(Named object pointing entries)
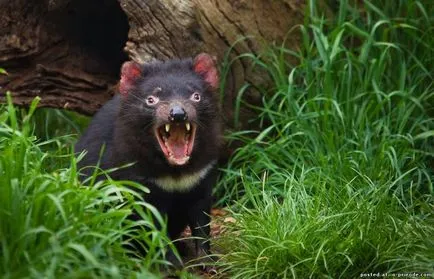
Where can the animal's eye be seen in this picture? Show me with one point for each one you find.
(151, 100)
(195, 97)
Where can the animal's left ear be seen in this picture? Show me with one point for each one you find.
(204, 65)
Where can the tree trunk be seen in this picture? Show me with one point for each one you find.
(69, 52)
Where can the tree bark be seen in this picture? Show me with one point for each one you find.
(69, 52)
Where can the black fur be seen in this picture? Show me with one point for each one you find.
(125, 125)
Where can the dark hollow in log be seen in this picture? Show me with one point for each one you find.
(69, 53)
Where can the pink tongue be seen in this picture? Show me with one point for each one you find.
(176, 142)
(177, 147)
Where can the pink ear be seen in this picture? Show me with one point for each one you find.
(204, 65)
(130, 72)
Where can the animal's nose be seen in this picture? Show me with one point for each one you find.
(177, 114)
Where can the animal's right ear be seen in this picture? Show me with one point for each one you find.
(130, 73)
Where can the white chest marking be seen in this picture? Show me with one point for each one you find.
(184, 182)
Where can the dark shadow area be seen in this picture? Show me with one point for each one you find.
(96, 30)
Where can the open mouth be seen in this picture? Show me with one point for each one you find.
(176, 141)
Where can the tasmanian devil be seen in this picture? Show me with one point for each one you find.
(166, 121)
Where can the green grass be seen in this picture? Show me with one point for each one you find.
(339, 180)
(53, 227)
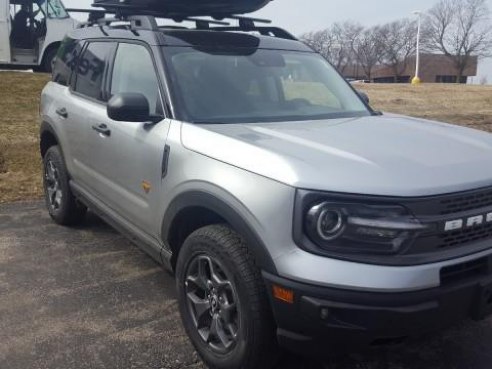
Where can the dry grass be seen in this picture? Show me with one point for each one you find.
(460, 104)
(20, 164)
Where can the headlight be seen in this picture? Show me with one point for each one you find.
(328, 221)
(360, 228)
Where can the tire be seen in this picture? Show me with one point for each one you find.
(248, 340)
(48, 58)
(62, 206)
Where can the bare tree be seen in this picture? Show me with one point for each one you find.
(399, 44)
(368, 49)
(337, 43)
(460, 29)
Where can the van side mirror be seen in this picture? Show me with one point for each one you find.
(129, 107)
(364, 96)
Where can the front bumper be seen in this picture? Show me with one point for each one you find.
(323, 320)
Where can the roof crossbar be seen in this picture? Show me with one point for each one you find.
(142, 19)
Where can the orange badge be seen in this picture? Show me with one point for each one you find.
(146, 186)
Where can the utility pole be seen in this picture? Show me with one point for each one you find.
(416, 80)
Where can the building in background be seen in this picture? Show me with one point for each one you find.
(434, 68)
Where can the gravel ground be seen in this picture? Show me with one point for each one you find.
(86, 298)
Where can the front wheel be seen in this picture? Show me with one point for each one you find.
(223, 301)
(64, 209)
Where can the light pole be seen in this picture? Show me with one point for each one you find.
(416, 80)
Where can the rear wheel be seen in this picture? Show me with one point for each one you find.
(62, 206)
(223, 301)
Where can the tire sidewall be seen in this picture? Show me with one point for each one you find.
(192, 248)
(54, 155)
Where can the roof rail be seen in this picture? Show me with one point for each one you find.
(141, 19)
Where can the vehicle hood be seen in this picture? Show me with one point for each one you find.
(379, 155)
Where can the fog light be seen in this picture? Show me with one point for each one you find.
(378, 232)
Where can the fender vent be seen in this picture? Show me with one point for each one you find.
(459, 272)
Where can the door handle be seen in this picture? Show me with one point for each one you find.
(62, 112)
(102, 129)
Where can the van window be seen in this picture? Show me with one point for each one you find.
(66, 60)
(54, 8)
(91, 68)
(134, 72)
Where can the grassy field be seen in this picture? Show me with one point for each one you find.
(20, 165)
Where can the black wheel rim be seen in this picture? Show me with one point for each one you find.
(212, 303)
(54, 193)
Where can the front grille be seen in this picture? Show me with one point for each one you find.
(457, 204)
(463, 271)
(465, 236)
(451, 203)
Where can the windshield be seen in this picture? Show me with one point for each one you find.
(256, 85)
(55, 8)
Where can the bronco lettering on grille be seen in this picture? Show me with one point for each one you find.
(476, 220)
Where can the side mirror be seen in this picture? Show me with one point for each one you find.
(129, 107)
(363, 96)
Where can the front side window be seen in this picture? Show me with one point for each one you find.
(134, 72)
(66, 60)
(256, 85)
(91, 67)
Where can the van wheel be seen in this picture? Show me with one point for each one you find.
(62, 206)
(49, 57)
(223, 302)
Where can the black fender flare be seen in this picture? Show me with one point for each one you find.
(225, 211)
(47, 128)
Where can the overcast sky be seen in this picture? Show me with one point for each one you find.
(299, 16)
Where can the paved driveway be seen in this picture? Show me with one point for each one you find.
(86, 298)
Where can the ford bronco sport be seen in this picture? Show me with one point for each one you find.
(292, 214)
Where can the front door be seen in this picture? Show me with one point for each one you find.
(129, 154)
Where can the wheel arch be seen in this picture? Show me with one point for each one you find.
(47, 138)
(192, 210)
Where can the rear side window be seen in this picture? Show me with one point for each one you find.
(91, 69)
(134, 71)
(66, 60)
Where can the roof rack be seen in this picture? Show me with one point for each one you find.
(144, 19)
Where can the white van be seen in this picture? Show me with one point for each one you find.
(31, 31)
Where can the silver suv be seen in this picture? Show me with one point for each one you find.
(292, 214)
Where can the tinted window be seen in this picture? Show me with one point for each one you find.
(66, 60)
(90, 69)
(134, 72)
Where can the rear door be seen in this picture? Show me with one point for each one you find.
(130, 155)
(4, 31)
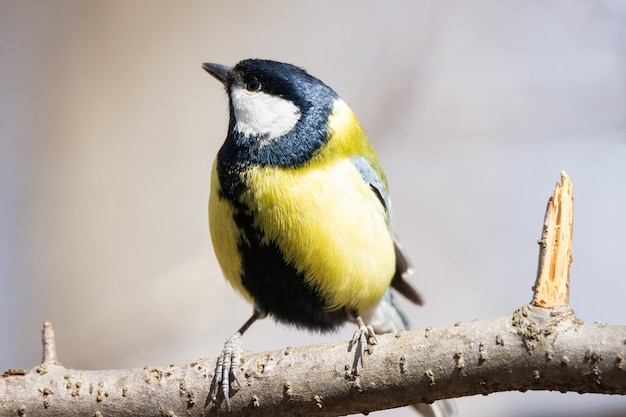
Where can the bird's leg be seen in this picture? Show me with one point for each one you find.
(225, 376)
(362, 337)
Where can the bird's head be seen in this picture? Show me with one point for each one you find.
(270, 100)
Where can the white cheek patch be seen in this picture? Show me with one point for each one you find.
(261, 114)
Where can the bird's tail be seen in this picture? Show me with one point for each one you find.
(387, 317)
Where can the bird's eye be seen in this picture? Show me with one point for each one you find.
(253, 85)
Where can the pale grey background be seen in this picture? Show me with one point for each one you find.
(108, 128)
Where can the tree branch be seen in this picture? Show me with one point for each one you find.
(540, 346)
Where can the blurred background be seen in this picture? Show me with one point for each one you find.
(108, 129)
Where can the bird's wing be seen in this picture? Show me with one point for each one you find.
(403, 265)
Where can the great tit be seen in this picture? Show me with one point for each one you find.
(299, 211)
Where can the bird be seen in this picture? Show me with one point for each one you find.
(299, 212)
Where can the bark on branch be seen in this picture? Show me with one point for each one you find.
(540, 346)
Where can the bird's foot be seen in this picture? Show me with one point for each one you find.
(362, 337)
(225, 377)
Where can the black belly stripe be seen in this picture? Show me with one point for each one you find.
(279, 288)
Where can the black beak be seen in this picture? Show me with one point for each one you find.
(218, 71)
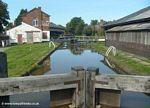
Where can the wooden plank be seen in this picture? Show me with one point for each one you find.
(124, 82)
(18, 85)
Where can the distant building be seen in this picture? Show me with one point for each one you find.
(131, 33)
(35, 27)
(56, 30)
(4, 40)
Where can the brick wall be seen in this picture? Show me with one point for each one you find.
(43, 18)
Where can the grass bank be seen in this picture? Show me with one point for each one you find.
(127, 62)
(22, 58)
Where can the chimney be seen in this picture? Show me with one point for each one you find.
(39, 8)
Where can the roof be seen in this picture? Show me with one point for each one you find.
(26, 27)
(132, 27)
(35, 9)
(141, 15)
(53, 25)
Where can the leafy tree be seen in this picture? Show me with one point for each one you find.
(4, 15)
(94, 22)
(75, 26)
(18, 20)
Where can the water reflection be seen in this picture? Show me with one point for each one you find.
(42, 68)
(61, 61)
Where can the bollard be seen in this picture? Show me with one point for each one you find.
(3, 74)
(79, 95)
(90, 86)
(3, 65)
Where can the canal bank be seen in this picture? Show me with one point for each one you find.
(26, 57)
(125, 62)
(61, 61)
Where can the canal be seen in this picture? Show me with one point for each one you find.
(61, 61)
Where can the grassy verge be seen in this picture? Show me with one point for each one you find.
(129, 64)
(22, 58)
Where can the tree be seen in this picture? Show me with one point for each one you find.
(18, 20)
(75, 26)
(4, 15)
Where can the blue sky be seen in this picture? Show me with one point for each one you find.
(62, 11)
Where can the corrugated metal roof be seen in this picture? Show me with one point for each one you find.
(134, 27)
(141, 14)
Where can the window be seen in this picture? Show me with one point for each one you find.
(35, 22)
(44, 35)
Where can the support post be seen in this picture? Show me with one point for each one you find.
(90, 86)
(79, 95)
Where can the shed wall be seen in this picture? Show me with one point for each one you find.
(134, 42)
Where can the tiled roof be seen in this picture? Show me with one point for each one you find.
(53, 25)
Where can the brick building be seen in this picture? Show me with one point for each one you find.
(35, 27)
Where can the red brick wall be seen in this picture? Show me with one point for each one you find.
(43, 19)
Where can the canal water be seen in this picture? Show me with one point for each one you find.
(61, 61)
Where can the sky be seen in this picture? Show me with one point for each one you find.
(62, 11)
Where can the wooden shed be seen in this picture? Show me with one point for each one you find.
(131, 33)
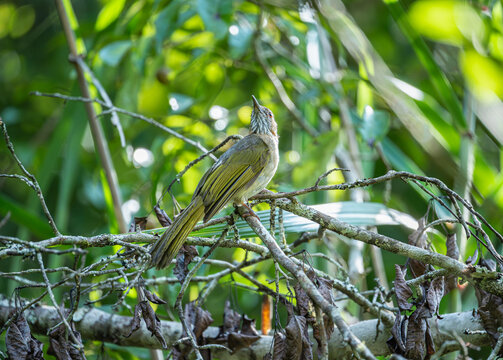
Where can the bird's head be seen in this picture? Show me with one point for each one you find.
(262, 120)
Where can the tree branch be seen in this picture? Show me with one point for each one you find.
(94, 324)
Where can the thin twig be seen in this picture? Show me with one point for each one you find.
(114, 117)
(32, 182)
(96, 130)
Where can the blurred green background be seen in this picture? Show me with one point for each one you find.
(409, 85)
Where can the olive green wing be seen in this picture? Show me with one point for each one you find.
(232, 174)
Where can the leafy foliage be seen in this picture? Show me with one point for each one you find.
(366, 85)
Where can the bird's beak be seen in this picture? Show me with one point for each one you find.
(256, 105)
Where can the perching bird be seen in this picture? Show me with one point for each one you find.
(241, 172)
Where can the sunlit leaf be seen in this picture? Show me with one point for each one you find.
(113, 53)
(109, 14)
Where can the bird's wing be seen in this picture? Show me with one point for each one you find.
(233, 173)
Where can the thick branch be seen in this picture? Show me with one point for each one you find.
(308, 286)
(491, 283)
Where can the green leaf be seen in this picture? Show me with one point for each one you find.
(166, 22)
(39, 227)
(239, 39)
(179, 102)
(113, 52)
(375, 125)
(211, 12)
(109, 14)
(315, 159)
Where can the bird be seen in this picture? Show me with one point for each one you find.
(242, 171)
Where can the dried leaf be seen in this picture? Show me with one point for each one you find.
(298, 345)
(402, 290)
(490, 308)
(20, 343)
(473, 259)
(183, 259)
(265, 315)
(151, 321)
(396, 343)
(199, 318)
(415, 347)
(139, 224)
(135, 321)
(430, 344)
(248, 327)
(303, 301)
(238, 341)
(232, 319)
(452, 246)
(279, 349)
(153, 298)
(418, 238)
(434, 294)
(163, 218)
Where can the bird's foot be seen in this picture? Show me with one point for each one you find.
(248, 212)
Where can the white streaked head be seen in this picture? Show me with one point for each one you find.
(262, 120)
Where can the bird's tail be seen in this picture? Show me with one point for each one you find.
(166, 248)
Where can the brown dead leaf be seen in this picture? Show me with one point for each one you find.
(199, 318)
(402, 290)
(153, 298)
(20, 342)
(279, 349)
(298, 345)
(183, 259)
(418, 238)
(152, 322)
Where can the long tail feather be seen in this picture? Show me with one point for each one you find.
(166, 248)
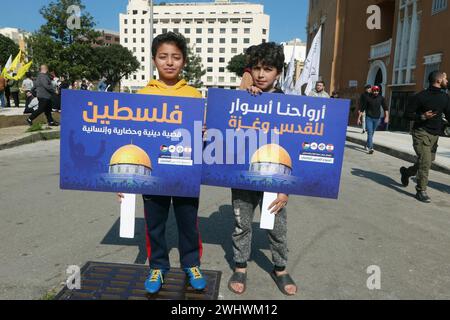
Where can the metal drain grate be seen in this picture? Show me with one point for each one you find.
(110, 281)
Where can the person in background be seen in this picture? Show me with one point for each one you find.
(247, 79)
(363, 105)
(14, 90)
(319, 90)
(44, 93)
(27, 87)
(102, 86)
(2, 91)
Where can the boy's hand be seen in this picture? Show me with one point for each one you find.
(254, 90)
(279, 203)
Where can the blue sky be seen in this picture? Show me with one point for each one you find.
(288, 17)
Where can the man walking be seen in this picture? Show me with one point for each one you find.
(319, 91)
(426, 110)
(372, 108)
(44, 93)
(363, 102)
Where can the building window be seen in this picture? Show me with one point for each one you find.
(438, 6)
(407, 42)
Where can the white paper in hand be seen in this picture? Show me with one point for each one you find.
(267, 218)
(127, 216)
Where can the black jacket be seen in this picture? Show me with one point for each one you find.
(373, 105)
(432, 99)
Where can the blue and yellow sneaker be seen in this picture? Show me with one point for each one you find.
(196, 279)
(155, 280)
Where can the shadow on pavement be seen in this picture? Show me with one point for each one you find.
(382, 180)
(216, 229)
(356, 148)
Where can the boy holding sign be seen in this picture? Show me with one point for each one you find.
(266, 63)
(169, 53)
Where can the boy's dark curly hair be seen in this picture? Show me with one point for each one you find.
(170, 37)
(268, 54)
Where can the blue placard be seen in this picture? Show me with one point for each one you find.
(130, 143)
(299, 145)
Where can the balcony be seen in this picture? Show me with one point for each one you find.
(380, 50)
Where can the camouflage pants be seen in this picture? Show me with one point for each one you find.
(244, 205)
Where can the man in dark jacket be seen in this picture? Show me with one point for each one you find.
(362, 105)
(426, 109)
(374, 103)
(44, 93)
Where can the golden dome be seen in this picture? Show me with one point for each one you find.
(131, 154)
(272, 153)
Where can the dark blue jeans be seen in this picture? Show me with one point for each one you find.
(371, 126)
(156, 210)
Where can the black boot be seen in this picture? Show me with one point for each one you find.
(422, 196)
(405, 176)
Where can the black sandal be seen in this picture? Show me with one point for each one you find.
(239, 278)
(283, 281)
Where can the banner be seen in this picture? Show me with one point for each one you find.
(275, 143)
(130, 143)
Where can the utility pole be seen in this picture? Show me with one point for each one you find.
(151, 39)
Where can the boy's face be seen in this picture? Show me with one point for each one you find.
(264, 76)
(169, 61)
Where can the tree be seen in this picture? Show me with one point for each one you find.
(69, 51)
(67, 22)
(237, 64)
(7, 48)
(114, 62)
(193, 72)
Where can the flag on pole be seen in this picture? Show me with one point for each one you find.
(310, 73)
(288, 85)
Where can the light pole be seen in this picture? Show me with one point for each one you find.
(151, 39)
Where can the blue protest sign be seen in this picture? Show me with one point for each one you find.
(275, 143)
(130, 143)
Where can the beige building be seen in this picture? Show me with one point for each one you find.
(216, 31)
(398, 57)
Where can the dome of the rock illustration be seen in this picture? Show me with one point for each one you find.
(130, 159)
(271, 159)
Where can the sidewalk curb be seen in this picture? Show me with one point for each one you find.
(34, 137)
(398, 154)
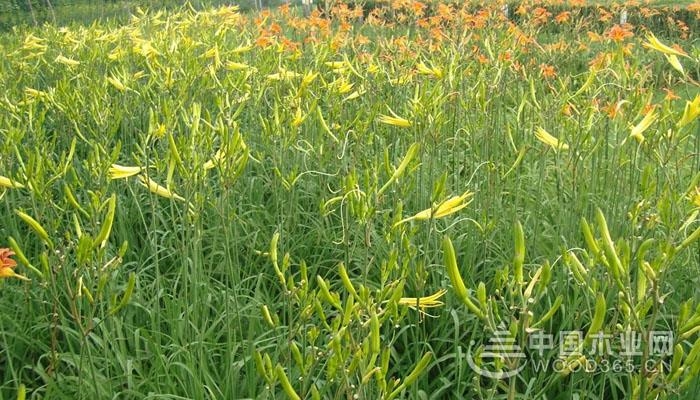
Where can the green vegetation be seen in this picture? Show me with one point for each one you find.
(213, 204)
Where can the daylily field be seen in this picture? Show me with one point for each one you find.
(414, 200)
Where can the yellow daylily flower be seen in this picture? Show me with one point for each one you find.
(691, 111)
(675, 63)
(432, 71)
(236, 66)
(114, 81)
(395, 120)
(210, 164)
(117, 171)
(9, 183)
(155, 188)
(283, 74)
(447, 207)
(7, 265)
(354, 95)
(695, 196)
(335, 64)
(654, 43)
(242, 49)
(421, 303)
(546, 138)
(299, 118)
(342, 85)
(67, 61)
(308, 78)
(642, 126)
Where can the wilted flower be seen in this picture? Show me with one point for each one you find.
(7, 265)
(117, 171)
(395, 120)
(695, 196)
(158, 189)
(691, 111)
(421, 303)
(447, 207)
(9, 183)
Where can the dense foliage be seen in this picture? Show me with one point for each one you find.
(414, 201)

### Exercise details:
Leave out all pictures and retype precisely the lines that run from the line containing "Where can the dome" to the last line of the records.

### Written reply:
Where can the dome of the rock illustration be seen in this picture? Show me with one point for each one you find.
(130, 159)
(271, 159)
Where can the sidewalk curb be seen in this picture? Show me with one point for each one you find.
(34, 137)
(398, 154)
Where can the green vegetation be seen in this picture? Show me with one point for each one you find.
(213, 204)
Where can the daylily field be seen in this picture? Show me with one point for each one you find.
(414, 200)
Where can the yellow daylily flower be seen in this picture? Show me with one point for each one you find.
(691, 111)
(675, 63)
(432, 71)
(236, 66)
(114, 81)
(395, 120)
(210, 164)
(117, 171)
(9, 183)
(155, 188)
(283, 74)
(447, 207)
(7, 265)
(354, 95)
(695, 196)
(335, 64)
(654, 43)
(242, 49)
(421, 303)
(546, 138)
(299, 118)
(342, 85)
(67, 61)
(308, 78)
(642, 126)
Where can the wilted flower be seen in this picture? Show me with one point for each one you find.
(7, 265)
(117, 171)
(395, 120)
(695, 196)
(158, 189)
(691, 111)
(421, 303)
(447, 207)
(9, 183)
Where can the dense foliage be seen in this picture? Show me with one point for each one you find.
(414, 201)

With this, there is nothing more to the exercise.